— Passage given —
§ §
DC DAX regions are populated with dax_resource children that each carry a
backing tag uuid and a per-allocation sequence number (seq_num).  Add the
userspace claim semantics that resolve those tagged groups into DAX
devices.

A DC region's seed dax device is created at 0-size on probe; userspace
populates it by writing to its 'uuid' attribute:

  * A non-null UUID claims every dax_resource on this region whose tag
    matches, in seq_num order via uuid_claim_tagged().  The match set
    must form a dense 0..n-1 sequence (no gap, no duplicate); the CXL
    side maintains this invariant for both sharable allocations (where
    the device stamps shared_extn_seq) and non-sharable allocations
    (where cxl_realize_group assigns arrival-order seq).  The resulting
    DAX device's size equals the sum of every member extent's size.
§ §
— Extracted information —
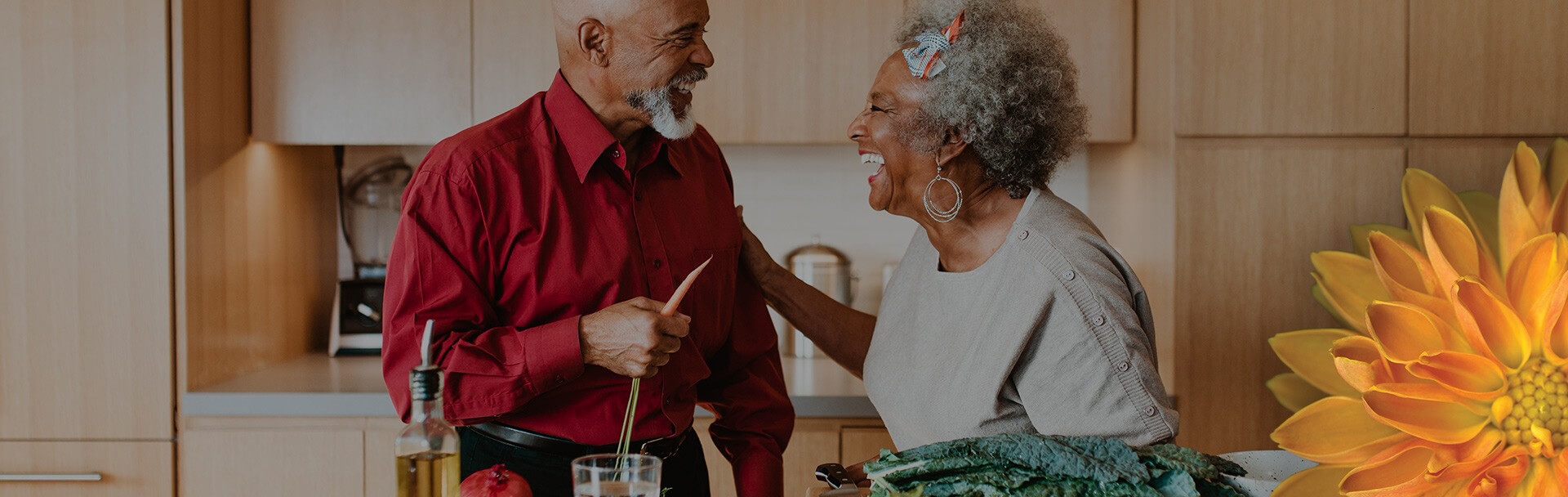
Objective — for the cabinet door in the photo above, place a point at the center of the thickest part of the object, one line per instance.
(862, 444)
(85, 232)
(792, 71)
(1291, 66)
(1099, 41)
(267, 463)
(1250, 215)
(1489, 68)
(107, 469)
(513, 54)
(359, 71)
(380, 468)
§ §
— Stated goal 1 —
From the DAX claim text, list every name that contains an underscore.
— Stated goal 2 —
Answer these from the DAX claim text:
(a) What two things does each dax_resource child carry?
(b) At what size is a DC region's seed dax device created on probe?
(c) What does the resulting DAX device's size equal?
— Stated goal 3 —
Rewrite the DAX claim text from "A DC region's" up to and including "member extent's size.", putting "allocation groups" in place of "allocations".

— Correct output 1 —
dax_resource, seq_num, uuid_claim_tagged(), shared_extn_seq, cxl_realize_group

— Correct output 2 —
(a) A backing tag uuid and a per-allocation sequence number (seq_num).
(b) 0-size.
(c) The sum of every member extent's size.

— Correct output 3 —
A DC region's seed dax device is created at 0-size on probe; userspace
populates it by writing to its 'uuid' attribute:

  * A non-null UUID claims every dax_resource on this region whose tag
    matches, in seq_num order via uuid_claim_tagged().  The match set
    must form a dense 0..n-1 sequence (no gap, no duplicate); the CXL
    side maintains this invariant for both sharable allocation groups (where
    the device stamps shared_extn_seq) and non-sharable allocation groups
    (where cxl_realize_group assigns arrival-order seq).  The resulting
    DAX device's size equals the sum of every member extent's size.